- INPUT MATERIAL
-------------------------

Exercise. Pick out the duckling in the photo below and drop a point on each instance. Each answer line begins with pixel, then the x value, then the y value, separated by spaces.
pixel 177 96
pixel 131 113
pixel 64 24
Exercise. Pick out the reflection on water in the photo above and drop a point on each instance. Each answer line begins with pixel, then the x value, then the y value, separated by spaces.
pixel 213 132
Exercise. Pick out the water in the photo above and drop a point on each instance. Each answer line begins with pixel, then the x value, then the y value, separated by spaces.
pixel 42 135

-------------------------

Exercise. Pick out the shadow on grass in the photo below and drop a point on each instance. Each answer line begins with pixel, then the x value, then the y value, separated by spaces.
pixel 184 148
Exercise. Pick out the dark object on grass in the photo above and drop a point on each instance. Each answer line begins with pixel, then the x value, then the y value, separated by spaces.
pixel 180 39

-------------------------

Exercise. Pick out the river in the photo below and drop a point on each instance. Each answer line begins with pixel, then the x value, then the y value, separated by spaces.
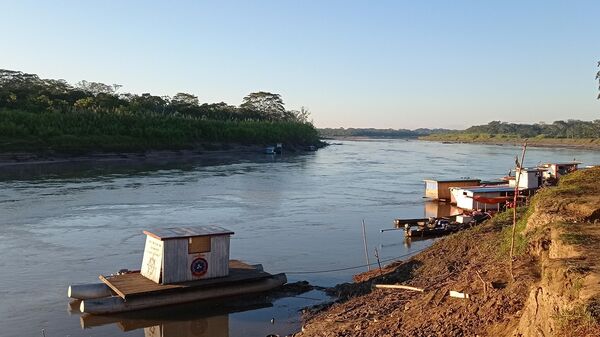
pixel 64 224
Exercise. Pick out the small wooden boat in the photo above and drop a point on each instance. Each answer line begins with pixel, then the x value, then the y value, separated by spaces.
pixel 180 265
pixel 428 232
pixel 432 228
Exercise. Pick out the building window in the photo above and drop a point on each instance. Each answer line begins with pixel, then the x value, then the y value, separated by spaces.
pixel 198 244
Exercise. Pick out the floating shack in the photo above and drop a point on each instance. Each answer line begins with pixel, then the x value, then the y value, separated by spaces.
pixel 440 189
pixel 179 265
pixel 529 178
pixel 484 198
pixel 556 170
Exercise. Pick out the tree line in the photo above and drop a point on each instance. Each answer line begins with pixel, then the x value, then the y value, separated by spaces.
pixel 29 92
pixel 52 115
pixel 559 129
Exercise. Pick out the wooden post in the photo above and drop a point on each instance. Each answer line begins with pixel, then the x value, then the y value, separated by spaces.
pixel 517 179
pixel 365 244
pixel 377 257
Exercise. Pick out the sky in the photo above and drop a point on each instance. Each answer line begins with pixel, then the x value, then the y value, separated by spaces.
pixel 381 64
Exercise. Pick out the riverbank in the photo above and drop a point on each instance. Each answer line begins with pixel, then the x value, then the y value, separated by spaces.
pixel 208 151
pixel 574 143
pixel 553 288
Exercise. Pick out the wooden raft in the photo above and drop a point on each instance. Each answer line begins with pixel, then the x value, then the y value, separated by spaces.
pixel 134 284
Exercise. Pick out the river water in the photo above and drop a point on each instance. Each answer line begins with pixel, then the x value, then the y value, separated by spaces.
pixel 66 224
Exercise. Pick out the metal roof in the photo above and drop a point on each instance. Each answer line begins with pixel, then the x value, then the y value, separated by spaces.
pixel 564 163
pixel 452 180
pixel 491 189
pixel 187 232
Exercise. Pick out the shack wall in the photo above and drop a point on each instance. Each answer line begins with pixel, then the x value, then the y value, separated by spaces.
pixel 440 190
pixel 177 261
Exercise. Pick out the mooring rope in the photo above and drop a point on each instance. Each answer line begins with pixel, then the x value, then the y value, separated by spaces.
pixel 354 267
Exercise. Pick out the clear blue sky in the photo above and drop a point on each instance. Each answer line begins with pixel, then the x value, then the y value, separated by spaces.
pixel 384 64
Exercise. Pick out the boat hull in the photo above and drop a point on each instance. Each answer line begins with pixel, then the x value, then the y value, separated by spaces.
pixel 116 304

-------------------------

Present the lines of the listing between the line containing "Exercise. Pick out the wooden raft" and the line containing "pixel 116 304", inclusive, as a numbered list with blank lines omitted.

1. Exercise. Pick out the wooden raft in the photo above and drop a point on each instance. Each answer line begins with pixel, then the x value, then the y value, separated by spaces.
2. pixel 134 284
3. Exercise. Pick out the river water in the photo above and drop a point on each instance. Each answer line begins with pixel, then the x value, then the y value, separated by spaces.
4. pixel 66 224
5. Exercise. Pick out the metal roof in the photo above and drop a point on each instance. Each answer line begins with pixel, then the x value, then the y value, separated by spaces.
6. pixel 564 163
7. pixel 452 180
8. pixel 491 189
9. pixel 187 232
10. Exercise. Pick out the shack wall in the photo above and drop a point on each instance. Each answer line begins with pixel, then the x value, then the y value, separated by spaces.
11. pixel 440 190
12. pixel 177 261
13. Exercise. Pick out the mooring rope in the photo above and drop a point on each instance. Each answer line begins with pixel, then the x value, then the y value, separated by spaces.
14. pixel 354 267
15. Exercise. Pick out the clear blue sky in the photo above and drop a point on each instance. Each answer line begins with pixel, then the x value, then the y value, separated by spaces.
16. pixel 384 64
17. Exercise. Pick out the boat hull in the photo above and drop a point on each instance. Each answer line begins with pixel, then the x value, then the y value, separated by spaces.
18. pixel 116 304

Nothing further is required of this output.